== PASSAGE ==

John Paul Mac Isaac was an introverted Delaware computer repair man until his life was destroyed for trying to do the right thing, with authorities thwarting or ignoring him at every turn, he said in a book released Tuesday. “‘If you see something, say something’, we’re told. I did see something, and I did say something. I was vilified for it,” he wrote.

Mac Isaac said that a boozy Hunter Biden dropped off three laptops for repair on April 12, 2019, and agreed to pay $85 to recover files from one of them, whose password was something like “analf—69.” The now-First Son came back a few days later to bring an external drive, then never responded to the call informing him that the recovery was complete.

Mac Isaac immediately saw homemade porn littering the desktop, along with financial records detailing millions of dollars in foreign transactions. He wanted nothing to do with a political scandal, but he figured it would be a moot point, as Joe Biden seemed too old to advance in the Democratic primary.

But when then-President Donald Trump was subjected to impeachment proceedings related to his allegedly pressuring Ukraine president to investigate the Biden family’s business dealings there, Mac Isaac sensed injustice. “I was sitting on evidence that could exonerate the president and justify his actions. Whether you like a person or not, everyone is entitled to a fair trial,” he wrote. And under his contract, abandoned property legally became his.

== WORK TO COMPLETE ==
1: List every person named by name in the laptop repair passage.
2: Write what comes next in the laptop repair passage, picking up right after its final sentence.

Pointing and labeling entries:
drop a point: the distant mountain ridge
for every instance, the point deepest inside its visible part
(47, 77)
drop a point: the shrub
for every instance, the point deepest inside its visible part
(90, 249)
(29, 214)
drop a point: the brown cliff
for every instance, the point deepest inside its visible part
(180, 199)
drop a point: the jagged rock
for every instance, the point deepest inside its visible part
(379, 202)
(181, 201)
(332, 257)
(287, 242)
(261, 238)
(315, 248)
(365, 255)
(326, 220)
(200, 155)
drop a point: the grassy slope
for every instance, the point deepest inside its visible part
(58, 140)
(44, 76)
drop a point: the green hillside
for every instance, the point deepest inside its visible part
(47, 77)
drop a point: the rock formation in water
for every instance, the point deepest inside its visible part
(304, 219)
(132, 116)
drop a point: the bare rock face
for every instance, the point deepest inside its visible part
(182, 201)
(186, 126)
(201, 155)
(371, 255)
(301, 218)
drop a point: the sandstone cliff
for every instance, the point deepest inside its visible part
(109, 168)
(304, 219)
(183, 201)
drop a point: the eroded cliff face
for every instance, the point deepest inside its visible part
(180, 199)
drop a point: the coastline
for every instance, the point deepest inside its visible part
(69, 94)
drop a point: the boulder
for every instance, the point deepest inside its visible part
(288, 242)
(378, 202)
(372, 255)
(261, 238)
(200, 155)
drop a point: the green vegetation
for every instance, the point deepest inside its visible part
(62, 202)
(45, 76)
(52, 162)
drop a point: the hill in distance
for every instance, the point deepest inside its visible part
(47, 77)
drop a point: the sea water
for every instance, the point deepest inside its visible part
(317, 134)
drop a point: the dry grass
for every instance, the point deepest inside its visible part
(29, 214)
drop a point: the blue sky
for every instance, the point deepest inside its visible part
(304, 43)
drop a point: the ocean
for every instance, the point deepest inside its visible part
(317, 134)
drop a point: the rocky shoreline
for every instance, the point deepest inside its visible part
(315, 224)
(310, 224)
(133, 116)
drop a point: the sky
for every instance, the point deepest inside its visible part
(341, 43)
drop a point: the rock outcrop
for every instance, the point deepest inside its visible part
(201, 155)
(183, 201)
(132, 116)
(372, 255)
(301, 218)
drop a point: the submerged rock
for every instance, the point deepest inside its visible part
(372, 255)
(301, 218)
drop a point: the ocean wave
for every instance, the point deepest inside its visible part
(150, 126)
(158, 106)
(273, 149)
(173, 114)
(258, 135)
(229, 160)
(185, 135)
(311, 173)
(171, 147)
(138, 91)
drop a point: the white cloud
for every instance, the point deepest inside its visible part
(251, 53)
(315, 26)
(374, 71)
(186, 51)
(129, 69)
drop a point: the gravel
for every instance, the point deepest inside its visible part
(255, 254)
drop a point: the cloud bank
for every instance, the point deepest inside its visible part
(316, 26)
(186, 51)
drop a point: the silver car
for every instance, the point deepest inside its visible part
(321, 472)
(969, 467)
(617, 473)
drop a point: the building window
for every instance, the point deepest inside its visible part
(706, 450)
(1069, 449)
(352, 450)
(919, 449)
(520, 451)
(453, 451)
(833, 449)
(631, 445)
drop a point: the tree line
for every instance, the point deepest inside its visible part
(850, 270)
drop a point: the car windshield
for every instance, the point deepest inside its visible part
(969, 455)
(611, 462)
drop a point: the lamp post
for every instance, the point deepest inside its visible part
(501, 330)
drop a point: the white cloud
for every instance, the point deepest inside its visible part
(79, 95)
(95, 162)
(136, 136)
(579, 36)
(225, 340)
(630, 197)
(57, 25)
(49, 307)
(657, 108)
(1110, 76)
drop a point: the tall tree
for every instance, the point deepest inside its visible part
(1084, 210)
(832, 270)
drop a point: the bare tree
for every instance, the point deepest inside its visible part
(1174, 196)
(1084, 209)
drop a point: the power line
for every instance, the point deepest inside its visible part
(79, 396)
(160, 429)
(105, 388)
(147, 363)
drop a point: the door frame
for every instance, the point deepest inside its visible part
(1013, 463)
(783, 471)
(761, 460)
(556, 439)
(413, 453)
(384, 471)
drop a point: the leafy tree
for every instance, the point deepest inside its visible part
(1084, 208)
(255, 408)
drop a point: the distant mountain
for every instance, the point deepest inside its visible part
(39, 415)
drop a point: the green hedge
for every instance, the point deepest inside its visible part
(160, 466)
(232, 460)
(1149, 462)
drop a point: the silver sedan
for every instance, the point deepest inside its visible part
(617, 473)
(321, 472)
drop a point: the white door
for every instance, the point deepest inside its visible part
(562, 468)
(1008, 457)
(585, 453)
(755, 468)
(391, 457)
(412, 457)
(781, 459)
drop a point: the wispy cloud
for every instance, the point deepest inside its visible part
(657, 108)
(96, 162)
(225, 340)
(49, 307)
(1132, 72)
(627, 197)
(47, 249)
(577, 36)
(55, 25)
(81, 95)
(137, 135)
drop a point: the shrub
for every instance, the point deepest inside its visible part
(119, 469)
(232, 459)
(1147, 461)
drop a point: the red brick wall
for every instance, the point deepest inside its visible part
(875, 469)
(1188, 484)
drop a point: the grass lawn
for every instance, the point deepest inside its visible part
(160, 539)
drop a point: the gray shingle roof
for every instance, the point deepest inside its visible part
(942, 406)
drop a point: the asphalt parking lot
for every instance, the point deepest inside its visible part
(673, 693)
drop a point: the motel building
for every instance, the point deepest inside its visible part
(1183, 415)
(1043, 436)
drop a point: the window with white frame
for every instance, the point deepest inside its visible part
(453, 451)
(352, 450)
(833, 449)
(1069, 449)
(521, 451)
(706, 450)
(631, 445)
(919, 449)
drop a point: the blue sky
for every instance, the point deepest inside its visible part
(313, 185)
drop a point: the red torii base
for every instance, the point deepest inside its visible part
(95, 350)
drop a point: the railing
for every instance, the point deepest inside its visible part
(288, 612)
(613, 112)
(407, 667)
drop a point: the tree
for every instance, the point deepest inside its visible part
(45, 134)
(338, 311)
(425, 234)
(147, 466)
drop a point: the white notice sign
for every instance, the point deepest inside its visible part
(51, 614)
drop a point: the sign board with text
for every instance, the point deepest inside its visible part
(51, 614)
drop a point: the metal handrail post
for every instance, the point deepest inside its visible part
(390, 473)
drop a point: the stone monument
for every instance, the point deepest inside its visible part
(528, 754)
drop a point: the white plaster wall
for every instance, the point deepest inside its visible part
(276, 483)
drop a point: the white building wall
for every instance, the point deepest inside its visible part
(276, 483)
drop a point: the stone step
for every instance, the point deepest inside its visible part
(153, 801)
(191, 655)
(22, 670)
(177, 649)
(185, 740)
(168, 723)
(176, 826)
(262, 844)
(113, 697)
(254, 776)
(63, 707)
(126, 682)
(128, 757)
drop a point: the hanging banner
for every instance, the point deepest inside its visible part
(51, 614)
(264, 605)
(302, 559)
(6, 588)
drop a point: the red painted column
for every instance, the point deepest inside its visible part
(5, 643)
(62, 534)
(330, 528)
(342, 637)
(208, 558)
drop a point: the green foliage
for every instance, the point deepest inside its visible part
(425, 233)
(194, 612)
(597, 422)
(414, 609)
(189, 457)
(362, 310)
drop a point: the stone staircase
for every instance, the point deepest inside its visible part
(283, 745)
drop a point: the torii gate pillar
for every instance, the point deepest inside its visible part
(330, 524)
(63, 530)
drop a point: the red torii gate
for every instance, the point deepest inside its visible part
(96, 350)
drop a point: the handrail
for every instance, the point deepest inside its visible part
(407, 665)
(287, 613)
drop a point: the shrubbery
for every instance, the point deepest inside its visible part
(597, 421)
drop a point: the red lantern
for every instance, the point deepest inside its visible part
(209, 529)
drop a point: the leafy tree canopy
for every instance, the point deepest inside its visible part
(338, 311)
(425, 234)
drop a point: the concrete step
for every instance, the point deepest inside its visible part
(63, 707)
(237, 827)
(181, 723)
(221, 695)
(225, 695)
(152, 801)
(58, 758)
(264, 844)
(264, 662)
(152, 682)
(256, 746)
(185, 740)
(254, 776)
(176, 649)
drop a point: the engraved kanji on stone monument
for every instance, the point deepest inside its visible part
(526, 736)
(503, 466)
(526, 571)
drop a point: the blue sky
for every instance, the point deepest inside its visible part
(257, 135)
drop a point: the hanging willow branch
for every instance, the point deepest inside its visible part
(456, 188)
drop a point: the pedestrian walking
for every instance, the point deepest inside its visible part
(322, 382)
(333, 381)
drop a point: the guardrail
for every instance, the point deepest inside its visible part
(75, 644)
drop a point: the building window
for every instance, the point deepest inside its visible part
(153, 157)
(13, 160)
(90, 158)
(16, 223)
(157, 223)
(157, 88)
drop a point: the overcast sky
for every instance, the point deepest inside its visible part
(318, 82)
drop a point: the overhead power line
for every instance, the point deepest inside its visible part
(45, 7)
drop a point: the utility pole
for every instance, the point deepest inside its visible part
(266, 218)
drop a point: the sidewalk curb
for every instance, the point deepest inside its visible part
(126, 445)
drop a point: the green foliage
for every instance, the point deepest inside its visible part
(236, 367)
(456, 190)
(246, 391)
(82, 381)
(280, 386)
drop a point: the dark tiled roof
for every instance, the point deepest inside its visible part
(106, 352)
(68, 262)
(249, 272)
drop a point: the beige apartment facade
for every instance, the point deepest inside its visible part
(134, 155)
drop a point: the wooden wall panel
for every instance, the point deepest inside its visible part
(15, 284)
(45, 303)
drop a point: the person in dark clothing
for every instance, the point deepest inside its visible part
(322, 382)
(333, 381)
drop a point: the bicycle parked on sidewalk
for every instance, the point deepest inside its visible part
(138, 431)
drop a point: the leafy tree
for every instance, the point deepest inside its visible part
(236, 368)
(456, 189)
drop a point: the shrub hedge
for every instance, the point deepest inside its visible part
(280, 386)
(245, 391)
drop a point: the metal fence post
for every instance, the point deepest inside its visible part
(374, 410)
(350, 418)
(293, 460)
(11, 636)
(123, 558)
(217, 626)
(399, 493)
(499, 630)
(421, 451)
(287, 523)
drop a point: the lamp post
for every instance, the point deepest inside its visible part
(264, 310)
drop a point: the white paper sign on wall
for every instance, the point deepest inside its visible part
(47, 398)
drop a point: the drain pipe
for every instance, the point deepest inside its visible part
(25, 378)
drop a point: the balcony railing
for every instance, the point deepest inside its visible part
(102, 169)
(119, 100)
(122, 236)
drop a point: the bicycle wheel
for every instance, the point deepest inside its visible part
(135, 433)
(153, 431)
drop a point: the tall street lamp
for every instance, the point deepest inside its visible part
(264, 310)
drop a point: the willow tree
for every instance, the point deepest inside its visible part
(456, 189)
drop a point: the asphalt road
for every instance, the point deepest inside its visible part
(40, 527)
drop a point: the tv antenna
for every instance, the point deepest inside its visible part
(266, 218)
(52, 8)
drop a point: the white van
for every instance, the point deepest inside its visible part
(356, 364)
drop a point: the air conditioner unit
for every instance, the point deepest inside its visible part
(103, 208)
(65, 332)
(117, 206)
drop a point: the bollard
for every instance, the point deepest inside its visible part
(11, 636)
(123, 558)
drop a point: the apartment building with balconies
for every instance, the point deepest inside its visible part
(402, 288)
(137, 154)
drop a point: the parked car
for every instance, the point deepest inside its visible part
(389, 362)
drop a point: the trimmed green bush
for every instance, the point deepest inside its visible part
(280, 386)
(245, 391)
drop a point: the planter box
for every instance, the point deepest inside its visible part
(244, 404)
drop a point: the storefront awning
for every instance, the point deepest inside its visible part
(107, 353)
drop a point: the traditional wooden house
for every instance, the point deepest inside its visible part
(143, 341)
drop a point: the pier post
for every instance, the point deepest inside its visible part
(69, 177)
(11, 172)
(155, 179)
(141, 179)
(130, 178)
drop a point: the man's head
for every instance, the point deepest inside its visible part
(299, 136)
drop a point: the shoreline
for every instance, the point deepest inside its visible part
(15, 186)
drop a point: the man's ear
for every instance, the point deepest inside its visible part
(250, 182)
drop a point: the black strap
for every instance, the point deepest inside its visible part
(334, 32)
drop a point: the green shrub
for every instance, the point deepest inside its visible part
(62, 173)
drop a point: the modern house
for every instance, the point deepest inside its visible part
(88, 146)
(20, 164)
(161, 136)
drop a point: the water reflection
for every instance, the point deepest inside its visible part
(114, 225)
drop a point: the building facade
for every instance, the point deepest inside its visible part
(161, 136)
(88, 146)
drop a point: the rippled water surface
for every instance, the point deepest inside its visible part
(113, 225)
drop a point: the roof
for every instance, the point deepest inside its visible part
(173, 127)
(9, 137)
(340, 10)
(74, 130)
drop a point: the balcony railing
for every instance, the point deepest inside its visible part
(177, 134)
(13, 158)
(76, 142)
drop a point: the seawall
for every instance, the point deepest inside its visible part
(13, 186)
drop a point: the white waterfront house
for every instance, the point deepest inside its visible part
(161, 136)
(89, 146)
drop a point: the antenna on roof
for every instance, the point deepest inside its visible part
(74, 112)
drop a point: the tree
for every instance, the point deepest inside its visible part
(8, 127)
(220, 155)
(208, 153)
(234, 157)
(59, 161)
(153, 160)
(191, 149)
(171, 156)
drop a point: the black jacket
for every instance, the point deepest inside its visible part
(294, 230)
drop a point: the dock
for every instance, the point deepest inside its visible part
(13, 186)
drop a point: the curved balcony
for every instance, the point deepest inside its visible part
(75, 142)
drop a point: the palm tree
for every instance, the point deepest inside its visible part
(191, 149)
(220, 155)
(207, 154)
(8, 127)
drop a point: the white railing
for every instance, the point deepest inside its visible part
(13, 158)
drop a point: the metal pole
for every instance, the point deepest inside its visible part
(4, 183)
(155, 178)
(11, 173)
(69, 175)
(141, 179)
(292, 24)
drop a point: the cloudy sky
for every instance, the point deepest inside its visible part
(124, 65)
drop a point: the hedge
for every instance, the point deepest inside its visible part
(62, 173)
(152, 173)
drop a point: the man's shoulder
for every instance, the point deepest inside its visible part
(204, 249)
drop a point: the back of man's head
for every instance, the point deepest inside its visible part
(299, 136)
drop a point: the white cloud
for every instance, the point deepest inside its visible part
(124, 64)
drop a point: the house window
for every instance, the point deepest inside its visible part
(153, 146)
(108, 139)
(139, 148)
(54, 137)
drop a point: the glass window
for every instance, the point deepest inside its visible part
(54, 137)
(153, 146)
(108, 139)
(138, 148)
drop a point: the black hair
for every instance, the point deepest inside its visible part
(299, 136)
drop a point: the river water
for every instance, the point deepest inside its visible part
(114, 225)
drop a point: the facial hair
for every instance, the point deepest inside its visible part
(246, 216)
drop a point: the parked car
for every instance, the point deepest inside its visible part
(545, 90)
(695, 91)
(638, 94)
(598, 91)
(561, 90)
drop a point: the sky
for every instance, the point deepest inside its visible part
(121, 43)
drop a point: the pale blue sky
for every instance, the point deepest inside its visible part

== RESPONSES TO THE EXERCISE ==
1: John Paul Mac Isaac, Hunter Biden, Joe Biden, Donald Trump

2:
Reviewing the laptop’s contents, Mac Isaac had seen that in 2014, Hunter and his business partner Devon Archer plotted a business venture in Ukraine that overlapped with U.S. actions. They discussed buying burner phones at a 7-Eleven. On April 16, 2014, Vice President Biden met with Archer at the White House. Five days later, the vice president traveled to Ukraine. The day after that, Archer was awarded a position on the board of directors of the country’s oil and gas firm Burisma, with Hunter joining weeks later, “to the tune of $1,295,000 each,” Mac Isaac wrote. The computer’s contents also showed Hunter telling his daughter that unlike his father, he wouldn’t make her give him half the money she earned.

“You better lawyer up and don’t talk to anyone about this,” the FBI agent said, according to Mac Isaac. “The door is on the left.”

Vadym Pozharskyi, Burisma’s number-two official, wasted no time in asking for Hunter and Archer’s “advice on how you could use your influence to convey a message/signal, etc, to stop what we consider to be politically motivated actions” related to an investigation into Burisma, he wrote. On April 17, Pozharskyi “thanked Hunter for the opportunity to meet his father,” he wrote.

Hunter and Archer hired a company called Blue Star Strategies “to perform the heavy lifting between Burisma and the White House,” and Blue Star began providing Burisma with sensitive executive-branch information, Mac Isaac wrote. In December 2015, Joe Biden visited Ukraine and threatened to withhold $1 billion in loan guarantees unless the prosecutor who had investigated Burisma was fired.

Mac Isaac became convinced that federal authorities needed to see what was on the hard drive, but he was concerned about bringing it to Delaware-based agents because of the Bidens’ sway. His father was a former Air Force colonel who had spent time at the CIA, so on October 9, 2019, the elder Mac Isaac flew to Albuquerque, New Mexico to deliver a copy of the drive to an FBI field office there. But the agent refused to accept it, instead grilling Mac Isaac’s father on whether the computer repairman might have broken the law, he wrote.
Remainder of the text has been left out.